Objective: To present the technique of arthroscopy-assisted anterior cruciate ligament (ACL) reconstruction in children with complete ACL rupture.
Indications: The indications for surgery are intraligamentous ruptures of the ACL with persistent signs and symptoms due to instability in spite of a minimum 6-month trial with conservative management and reduction of sports activities. Other decision-making factors for surgery include secondary injuries to the menisci or limitation of daily activities due to the instability produced by the ACL rupture. The indication for surgical intervention has to be judged individually and carefully in younger children.
Contraindications: Poor compliance on the part of the patient to participate in postoperative rehabilitation. Overexpectations regarding the surgical outcome (ability to participate in professional sports without limitations). Younger age of the patient (Tanner stage 2 or younger maturity), without trial of conservative treatment over a period of 6 months. ACL rupture at the bone-ligament region (tibial or femoral), partial rupture or lengthening of the ACL without rupture; in these instances, the instability may improve with growth.
Surgical technique: Diagnostic arthroscopy to evaluate the knee joint and to identify associated or secondary injuries to the menisci and articular cartilage. If possible, these injuries should be addressed in the same surgical session. Preparation and stripping of the semitendinosus tendon using a tendon stripper. The technique used is transepiphyseal with extraosseous fixation. Depending on the thickness, the semitendinosus tendon is either tripled or quadrupled and prepared for transplantation. Single-canal technique. The diameter of the canal has to be selected depending on the size of the child's knee (usually between 6-8 mm). The tendon transplant is placed such that the canal is also filled with the tendon in the epiphyseal part (tendon transplant length usually 7 cm). Tibial canal entry medial to the tibial tuberosity, entering the joint at the level of the anterior horn of lateral meniscus in the intercondylar notch. Optimal positioning confirmed by an intraoperative negative impingement test of the guiding pin before drilling. Femoral canal entry placed at the 10:00-10:30 o'clock position on the right side, and 01:30-02:00 o'clock position on the left side. Care must be taken to avoid injury to the perichondral ring. In younger children (Tanner stage 3 or lower), avoidance of fixation material transfixing the epiphysis - femoral fixation performed using endobutton and tibial fixation with the Suture-disc. In older children (Tanner stage 4 or above) alternative fixation methods are possible (interference screw). The fixation of the ACL tendon transplant is such that reconstruction is in minimal tension in 30 degrees flexion.

**Listed entries**:
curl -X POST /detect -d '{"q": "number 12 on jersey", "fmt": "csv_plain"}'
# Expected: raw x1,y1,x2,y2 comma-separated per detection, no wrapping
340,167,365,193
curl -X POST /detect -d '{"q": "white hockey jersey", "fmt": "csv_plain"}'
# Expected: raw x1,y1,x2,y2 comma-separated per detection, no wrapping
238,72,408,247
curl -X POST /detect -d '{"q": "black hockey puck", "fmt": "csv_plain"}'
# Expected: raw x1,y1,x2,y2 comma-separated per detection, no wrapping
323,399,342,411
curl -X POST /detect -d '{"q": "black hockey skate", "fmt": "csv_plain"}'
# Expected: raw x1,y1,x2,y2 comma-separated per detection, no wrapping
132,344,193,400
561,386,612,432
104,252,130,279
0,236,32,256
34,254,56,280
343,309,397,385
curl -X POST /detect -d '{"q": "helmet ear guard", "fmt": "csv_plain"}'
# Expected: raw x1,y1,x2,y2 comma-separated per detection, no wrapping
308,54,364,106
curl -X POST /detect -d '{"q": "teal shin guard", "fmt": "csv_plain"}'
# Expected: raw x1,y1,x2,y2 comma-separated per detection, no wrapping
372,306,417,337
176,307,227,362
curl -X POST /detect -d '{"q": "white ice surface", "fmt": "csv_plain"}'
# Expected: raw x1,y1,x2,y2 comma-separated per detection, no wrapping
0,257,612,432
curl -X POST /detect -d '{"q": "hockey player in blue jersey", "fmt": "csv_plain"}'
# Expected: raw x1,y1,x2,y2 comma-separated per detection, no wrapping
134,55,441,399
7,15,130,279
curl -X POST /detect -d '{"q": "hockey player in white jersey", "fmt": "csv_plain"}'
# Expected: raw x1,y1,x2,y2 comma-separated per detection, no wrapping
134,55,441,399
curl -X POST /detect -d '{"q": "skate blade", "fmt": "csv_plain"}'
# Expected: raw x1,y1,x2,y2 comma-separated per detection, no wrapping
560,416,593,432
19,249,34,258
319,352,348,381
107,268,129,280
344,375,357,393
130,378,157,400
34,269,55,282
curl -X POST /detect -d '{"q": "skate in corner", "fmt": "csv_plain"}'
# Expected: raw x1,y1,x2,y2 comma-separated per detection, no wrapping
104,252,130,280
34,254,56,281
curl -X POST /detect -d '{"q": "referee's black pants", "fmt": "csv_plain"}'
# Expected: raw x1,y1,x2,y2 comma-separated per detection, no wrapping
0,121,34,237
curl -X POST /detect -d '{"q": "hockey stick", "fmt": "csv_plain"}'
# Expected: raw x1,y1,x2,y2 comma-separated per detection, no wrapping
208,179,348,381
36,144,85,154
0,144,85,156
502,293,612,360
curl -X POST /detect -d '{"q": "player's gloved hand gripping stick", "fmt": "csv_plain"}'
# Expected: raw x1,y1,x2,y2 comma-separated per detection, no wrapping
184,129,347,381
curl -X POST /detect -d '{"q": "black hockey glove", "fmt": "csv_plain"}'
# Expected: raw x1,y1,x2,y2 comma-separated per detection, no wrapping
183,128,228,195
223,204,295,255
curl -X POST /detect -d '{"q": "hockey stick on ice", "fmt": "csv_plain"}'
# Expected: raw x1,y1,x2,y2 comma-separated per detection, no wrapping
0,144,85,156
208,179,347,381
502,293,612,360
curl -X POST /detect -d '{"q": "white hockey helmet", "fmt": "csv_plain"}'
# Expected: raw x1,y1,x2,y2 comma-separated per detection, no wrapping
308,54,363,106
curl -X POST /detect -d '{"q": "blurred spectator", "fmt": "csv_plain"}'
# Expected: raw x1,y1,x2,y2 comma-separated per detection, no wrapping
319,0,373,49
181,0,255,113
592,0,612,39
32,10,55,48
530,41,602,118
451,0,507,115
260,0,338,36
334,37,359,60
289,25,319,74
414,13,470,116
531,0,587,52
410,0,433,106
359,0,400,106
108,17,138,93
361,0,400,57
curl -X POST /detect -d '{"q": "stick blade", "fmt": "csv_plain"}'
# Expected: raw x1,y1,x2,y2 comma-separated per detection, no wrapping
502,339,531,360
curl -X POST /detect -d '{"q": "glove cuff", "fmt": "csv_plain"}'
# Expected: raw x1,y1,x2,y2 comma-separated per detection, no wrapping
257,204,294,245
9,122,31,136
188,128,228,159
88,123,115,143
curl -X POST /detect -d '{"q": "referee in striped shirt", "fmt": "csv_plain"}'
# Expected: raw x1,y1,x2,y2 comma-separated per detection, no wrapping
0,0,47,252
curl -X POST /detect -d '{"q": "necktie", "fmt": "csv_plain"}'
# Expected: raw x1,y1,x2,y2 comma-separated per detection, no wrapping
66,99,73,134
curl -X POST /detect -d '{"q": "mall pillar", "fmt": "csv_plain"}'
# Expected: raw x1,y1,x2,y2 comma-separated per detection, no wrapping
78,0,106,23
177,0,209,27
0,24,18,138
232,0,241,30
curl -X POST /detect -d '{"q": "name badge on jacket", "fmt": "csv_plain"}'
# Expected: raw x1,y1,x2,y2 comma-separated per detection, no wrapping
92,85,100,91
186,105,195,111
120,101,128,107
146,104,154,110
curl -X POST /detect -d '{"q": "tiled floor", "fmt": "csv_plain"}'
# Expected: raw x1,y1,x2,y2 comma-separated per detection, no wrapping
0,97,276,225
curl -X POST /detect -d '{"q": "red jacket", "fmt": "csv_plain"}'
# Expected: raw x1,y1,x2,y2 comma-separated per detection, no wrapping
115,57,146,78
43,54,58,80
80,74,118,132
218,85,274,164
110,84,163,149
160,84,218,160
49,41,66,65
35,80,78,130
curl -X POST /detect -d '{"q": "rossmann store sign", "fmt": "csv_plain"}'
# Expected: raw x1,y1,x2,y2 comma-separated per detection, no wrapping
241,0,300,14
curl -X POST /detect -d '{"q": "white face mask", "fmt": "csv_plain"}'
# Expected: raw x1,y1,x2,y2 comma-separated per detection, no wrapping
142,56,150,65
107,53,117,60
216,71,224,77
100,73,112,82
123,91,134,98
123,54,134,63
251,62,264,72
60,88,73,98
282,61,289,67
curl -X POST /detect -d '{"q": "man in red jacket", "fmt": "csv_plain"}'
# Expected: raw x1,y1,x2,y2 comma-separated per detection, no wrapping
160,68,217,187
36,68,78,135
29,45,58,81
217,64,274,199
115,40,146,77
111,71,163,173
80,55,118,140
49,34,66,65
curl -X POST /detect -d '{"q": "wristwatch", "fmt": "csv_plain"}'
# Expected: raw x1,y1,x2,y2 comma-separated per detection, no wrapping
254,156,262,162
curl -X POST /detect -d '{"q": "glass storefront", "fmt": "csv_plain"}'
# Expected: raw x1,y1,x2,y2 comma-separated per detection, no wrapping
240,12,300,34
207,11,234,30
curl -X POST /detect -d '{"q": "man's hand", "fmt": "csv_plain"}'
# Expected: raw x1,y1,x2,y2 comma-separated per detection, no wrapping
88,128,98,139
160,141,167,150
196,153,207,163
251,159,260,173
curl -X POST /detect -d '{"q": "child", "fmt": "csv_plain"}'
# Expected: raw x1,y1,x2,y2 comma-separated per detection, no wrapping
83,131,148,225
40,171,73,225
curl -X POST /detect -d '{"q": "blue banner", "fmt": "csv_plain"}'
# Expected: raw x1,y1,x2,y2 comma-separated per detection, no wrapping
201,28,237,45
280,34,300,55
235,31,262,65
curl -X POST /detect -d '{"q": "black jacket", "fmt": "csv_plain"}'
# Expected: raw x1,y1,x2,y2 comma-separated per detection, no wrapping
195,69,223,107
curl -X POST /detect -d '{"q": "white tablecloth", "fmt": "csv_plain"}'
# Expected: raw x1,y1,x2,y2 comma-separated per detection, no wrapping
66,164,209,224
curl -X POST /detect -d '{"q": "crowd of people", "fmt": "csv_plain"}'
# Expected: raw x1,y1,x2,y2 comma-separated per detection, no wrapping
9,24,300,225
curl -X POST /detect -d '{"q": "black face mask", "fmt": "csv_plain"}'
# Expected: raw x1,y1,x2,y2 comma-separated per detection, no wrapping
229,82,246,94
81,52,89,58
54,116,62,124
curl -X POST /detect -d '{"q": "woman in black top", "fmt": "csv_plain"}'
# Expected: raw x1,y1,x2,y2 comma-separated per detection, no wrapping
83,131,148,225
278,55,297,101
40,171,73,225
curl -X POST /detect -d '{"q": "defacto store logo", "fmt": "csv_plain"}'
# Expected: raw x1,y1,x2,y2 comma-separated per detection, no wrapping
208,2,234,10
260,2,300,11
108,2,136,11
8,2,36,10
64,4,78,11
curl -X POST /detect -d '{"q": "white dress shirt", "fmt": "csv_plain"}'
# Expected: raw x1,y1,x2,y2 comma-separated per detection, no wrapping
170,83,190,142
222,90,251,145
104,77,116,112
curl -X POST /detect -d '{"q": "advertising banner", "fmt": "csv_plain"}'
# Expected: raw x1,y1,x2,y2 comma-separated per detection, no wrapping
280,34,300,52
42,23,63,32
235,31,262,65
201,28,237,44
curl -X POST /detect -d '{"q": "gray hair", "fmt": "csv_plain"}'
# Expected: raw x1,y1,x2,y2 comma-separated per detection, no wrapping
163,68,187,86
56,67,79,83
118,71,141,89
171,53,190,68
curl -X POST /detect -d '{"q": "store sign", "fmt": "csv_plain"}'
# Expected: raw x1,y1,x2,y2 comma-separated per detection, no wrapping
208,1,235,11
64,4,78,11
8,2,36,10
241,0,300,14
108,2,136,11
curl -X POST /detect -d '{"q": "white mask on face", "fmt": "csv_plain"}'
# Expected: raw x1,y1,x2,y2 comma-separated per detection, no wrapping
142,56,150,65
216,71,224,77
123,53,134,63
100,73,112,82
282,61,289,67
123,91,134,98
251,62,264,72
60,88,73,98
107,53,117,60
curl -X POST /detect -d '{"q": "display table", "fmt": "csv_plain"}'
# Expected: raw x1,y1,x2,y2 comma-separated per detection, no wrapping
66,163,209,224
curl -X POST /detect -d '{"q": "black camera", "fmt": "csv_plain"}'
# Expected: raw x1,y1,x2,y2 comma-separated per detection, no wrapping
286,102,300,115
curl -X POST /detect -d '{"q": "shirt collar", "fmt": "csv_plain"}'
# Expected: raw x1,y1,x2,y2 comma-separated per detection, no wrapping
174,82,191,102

**Using the information**:
- A) Reproduce, word for word, everything in the ACL reconstruction text from "Objective: To present" down to "in younger children.".
- B) Answer these questions from the ACL reconstruction text.
(i) What is the minimum length of the conservative management trial before surgery is indicated?
(ii) Which tendon is prepared and stripped for the transplant?
(iii) In children at Tanner stage 3 or lower, what is used for femoral fixation?

**Answers to the tasks**:
- A)
Objective: To present the technique of arthroscopy-assisted anterior cruciate ligament (ACL) reconstruction in children with complete ACL rupture.
Indications: The indications for surgery are intraligamentous ruptures of the ACL with persistent signs and symptoms due to instability in spite of a minimum 6-month trial with conservative management and reduction of sports activities. Other decision-making factors for surgery include secondary injuries to the menisci or limitation of daily activities due to the instability produced by the ACL rupture. The indication for surgical intervention has to be judged individually and carefully in younger children.

- B)
(i) 6 months
(ii) The semitendinosus tendon
(iii) An endobutton